Explore the material:
(1) Say whether each statement agrees with the text on endometriosis gene expression: (a) the RRA analysis identified 1031 integrated DEGs, 581 of them upregulated; (b) in the cluster heatmaps, green marks the relatively downregulated DEGs; (c) the GO term analysis was run with the "clusterProfiler" package. Answer yes or no for each, and quote the words of the text that decide it.
(2) Extend the text on endometriosis gene expression from its final sentence.

BEGIN Extract to read

The volcano map of the DEGs in the GEO GSE7305, GSE7307, and GSE11691 datasets. A GSE7305; (B) GSE7307; (C) GSE11691 datasets. The red dots represent the upregulated DEGs using the cut-off values of adjusted p < 0.05 and |log fold change|> 1, whereas the green dots show the downregulated DEGs using the cut-off values of adjusted p < 0.05 and -|log fold change|< -1. The black spots represent genes with no significant difference in expression

Fig. 4
figure 4

The cluster heatmaps of the top 100 DEGs in the GEO GSE7305, GSE7307, and GSE11691 datasets. A GSE7305, (B) GSE7307, and (C) GSE11691 datasets. The red color indicates relative upregulated DEGs, whereas the blue color shows the relative downregulated DEGs. The white color indicates no significant change in gene expression

We utilized the Robust Rank Aggregation method (RRA) according to a previous study [22] to analyze the DEGs in the GEO GSE7305, GSE7307, and GSE11691 datasets. RRA analysis theoretically assumes that each gene in each dataset is randomly arranged (expressed), but if a given gene ranks high in all datasets, the associated p value will be lower, indicating that the potential for the expression of this DEG is greater. After RRA ranking analysis with a corrected p < 0.05 and logFC > 1 or − logFC <  − 1, we identified 1031 integrated DEGs (including 581 upregulated and 450 downregulated genes). The top 20 upregulated and downregulated genes are shown in Fig. 5.

Fig. 5
figure 5

Heatmap of the top 20 upregulated and downregulated genes after RRA ranking analysis of all DEGs in the GEO GSE7305, GSE7307, and GSE11691 datasets. The red shaded text represents log FC > 0, while the green shaded text represents logFC < 0, and the value in the box represents the log FC value

Gene ontology (GO) terms for the DEGs

Next, we performed GO term analysis of the DEGs in the GEO GSE7305, GSE7307, and GSE11691 datasets in endometriosis using the “clusterProfiler” package. The GO analysis data could be grouped into three categories, i.e., molecular functions, cellular components, and biological processes. Table 1 lists the top 10 GO terms for the DEGs. Using the cutoff criteria of p < 0.05, the three categories of GO terms are shown in Fig. 6. The molecular functions of the DEGs were mainly enriched in glycosaminoglycan binding, receptor ligand activity, and signaling receptor activator activity. The GO terms in the cellular components category were mainly involved in the collagen-containing extracellular matrix, cell–cell junction, and apical part of cells. The GO terms in the biological processes category were mainly involved in extracellular matrix organization, extracellular structure organization, and reproductive structure development.

END Extract to read
BEGIN Supplied records

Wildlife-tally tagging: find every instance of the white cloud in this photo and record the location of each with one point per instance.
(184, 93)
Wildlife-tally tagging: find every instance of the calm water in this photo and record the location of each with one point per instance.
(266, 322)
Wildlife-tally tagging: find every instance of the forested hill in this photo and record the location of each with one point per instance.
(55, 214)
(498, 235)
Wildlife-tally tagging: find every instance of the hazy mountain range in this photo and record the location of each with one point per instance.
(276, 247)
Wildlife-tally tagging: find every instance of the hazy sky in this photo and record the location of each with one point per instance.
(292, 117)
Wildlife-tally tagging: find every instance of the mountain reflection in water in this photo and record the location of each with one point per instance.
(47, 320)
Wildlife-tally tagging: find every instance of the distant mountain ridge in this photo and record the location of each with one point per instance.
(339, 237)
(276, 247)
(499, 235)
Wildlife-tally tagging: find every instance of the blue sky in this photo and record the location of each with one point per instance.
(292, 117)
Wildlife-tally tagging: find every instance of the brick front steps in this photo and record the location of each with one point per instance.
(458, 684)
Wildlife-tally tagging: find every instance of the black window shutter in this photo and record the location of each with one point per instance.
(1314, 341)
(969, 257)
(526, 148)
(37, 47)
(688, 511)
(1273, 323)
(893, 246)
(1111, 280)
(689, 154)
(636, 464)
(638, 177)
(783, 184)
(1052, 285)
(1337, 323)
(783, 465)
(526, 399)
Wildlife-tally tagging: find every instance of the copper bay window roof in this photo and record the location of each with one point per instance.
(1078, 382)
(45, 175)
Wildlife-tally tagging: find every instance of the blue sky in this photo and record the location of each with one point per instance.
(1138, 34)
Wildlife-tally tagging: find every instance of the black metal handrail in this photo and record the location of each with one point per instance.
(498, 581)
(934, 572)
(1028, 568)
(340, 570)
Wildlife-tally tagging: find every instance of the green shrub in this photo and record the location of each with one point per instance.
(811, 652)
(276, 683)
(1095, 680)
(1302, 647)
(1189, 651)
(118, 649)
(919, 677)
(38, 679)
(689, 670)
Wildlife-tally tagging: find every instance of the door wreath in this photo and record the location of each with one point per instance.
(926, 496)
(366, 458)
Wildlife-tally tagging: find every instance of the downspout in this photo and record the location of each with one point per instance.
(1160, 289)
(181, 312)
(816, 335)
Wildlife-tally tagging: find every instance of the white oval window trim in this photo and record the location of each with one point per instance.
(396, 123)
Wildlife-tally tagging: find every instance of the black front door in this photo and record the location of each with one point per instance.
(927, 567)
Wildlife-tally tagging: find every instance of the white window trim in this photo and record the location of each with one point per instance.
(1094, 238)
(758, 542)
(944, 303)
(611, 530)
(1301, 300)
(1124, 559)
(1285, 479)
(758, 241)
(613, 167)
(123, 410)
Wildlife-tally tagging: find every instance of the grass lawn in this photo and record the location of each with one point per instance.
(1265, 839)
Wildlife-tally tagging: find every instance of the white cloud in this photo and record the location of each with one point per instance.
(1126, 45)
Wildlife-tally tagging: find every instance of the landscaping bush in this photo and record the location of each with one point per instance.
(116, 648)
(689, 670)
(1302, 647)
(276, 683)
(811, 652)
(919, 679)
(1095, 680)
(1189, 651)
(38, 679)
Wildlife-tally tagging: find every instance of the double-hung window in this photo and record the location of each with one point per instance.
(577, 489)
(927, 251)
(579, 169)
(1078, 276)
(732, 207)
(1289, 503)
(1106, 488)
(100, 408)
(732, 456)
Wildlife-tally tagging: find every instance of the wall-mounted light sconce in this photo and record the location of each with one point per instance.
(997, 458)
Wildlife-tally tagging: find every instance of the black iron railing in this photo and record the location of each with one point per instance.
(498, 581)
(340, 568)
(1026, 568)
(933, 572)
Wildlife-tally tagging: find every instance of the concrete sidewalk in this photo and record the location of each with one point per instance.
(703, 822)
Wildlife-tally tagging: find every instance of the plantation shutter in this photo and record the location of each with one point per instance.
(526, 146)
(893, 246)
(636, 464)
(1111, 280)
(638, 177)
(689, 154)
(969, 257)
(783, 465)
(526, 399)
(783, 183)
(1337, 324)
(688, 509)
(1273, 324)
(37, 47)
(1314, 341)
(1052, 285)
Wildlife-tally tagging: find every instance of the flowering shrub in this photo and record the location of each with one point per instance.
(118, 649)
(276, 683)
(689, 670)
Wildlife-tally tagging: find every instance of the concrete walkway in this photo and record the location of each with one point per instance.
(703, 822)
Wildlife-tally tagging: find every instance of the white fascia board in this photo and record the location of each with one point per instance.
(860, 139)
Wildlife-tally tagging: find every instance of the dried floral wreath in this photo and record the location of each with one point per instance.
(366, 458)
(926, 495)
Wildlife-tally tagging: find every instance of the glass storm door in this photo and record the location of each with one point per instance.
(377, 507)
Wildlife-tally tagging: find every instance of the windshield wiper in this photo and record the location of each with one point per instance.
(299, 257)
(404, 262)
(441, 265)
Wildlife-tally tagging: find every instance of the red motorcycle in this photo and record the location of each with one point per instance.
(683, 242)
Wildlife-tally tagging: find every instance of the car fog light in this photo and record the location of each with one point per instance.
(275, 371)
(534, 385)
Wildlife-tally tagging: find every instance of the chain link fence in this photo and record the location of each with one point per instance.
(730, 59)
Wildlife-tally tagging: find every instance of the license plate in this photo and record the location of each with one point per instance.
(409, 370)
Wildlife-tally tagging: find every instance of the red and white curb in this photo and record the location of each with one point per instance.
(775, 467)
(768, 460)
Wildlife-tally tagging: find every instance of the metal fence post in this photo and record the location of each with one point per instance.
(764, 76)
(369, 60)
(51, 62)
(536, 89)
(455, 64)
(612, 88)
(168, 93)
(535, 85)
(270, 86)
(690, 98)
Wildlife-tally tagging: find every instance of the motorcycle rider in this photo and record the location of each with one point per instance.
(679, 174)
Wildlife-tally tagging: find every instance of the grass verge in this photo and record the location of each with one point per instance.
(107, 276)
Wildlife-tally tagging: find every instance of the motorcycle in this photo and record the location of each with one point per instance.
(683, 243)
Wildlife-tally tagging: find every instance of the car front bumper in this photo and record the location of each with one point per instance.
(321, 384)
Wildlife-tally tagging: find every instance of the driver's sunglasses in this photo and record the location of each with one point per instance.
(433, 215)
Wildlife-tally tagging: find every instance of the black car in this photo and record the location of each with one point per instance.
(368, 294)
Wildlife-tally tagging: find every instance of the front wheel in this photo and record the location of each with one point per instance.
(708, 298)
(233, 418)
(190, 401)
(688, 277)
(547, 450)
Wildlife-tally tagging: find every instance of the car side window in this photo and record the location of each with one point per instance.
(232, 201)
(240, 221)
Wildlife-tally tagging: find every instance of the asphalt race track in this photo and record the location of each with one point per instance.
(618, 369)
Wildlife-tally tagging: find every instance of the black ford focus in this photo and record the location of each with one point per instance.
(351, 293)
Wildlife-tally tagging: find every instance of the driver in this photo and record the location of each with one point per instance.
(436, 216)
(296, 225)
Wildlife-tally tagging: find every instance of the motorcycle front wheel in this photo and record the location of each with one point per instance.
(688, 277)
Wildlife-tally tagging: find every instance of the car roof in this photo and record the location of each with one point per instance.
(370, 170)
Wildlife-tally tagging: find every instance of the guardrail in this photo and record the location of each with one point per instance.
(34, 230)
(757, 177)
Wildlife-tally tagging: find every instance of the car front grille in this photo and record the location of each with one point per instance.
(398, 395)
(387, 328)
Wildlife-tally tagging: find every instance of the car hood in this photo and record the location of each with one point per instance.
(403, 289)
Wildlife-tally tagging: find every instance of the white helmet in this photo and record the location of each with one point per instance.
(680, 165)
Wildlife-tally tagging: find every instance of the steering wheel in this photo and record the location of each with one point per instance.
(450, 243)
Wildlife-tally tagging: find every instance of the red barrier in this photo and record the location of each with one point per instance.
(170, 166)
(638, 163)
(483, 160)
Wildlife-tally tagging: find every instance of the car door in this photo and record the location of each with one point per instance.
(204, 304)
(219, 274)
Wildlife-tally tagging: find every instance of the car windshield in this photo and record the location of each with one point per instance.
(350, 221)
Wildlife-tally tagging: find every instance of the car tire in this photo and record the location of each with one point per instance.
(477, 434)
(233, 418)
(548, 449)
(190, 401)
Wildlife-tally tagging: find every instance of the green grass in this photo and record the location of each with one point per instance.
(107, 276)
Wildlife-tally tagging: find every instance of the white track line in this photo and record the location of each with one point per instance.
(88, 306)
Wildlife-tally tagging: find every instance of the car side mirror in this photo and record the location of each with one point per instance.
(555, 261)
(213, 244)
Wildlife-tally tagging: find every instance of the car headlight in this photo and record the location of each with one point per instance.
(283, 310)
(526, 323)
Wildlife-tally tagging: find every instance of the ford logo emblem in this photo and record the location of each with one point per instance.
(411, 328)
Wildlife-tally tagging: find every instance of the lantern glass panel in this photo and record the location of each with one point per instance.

END Supplied records

Results for each task:
(1)
(a) Yes: "we identified 1031 integrated DEGs (including 581 upregulated and 450 downregulated genes)"
(b) No: "the blue color shows the relative downregulated DEGs"
(c) Yes: "using the “clusterProfiler” package"

(2)
Table 1 Top 10 GO terms in the DEGs from all three GEO datasets, GSE7305, GSE7307, and GSE11691
Fig. 6
figure 6

The top 10 GO terms for the DEGs in the GEO GSE7305, GSE7307, and GSE11691 datasets. Each row represents an enriched function, and the length of the bar represents the number of DEGs enriched in the corresponding function

KEGG pathway enrichment of the DEGs

To further evaluate the DEG-related gene pathways, we performed KEGG [23,24,25] pathway enrichment of the DEGs in the GEO GSE7305, GSE7307, and GSE11691 datasets in endometriosis using the KOBAS software. The top 20 KEGG enriched gene pathways are shown in Fig. 7, while the top 10 KEGG enriched gene pathways are listed in Table 2. The DEGs were mostly enriched in metabolic pathways, pathways in cancer, the phosphatidylinositol 3‑kinase-protein kinase B (PI3K-Akt) signaling pathway, proteoglycans in cancer, mitogen-activated protein kinase (MAPK) signaling pathway, cell adhesion molecules (CAMs), and human papillomavirus infection. Overall, the GO term and KEGG pathway analyses suggested that immunity and inflammation were involved in the pathophysiological process of endometriosis.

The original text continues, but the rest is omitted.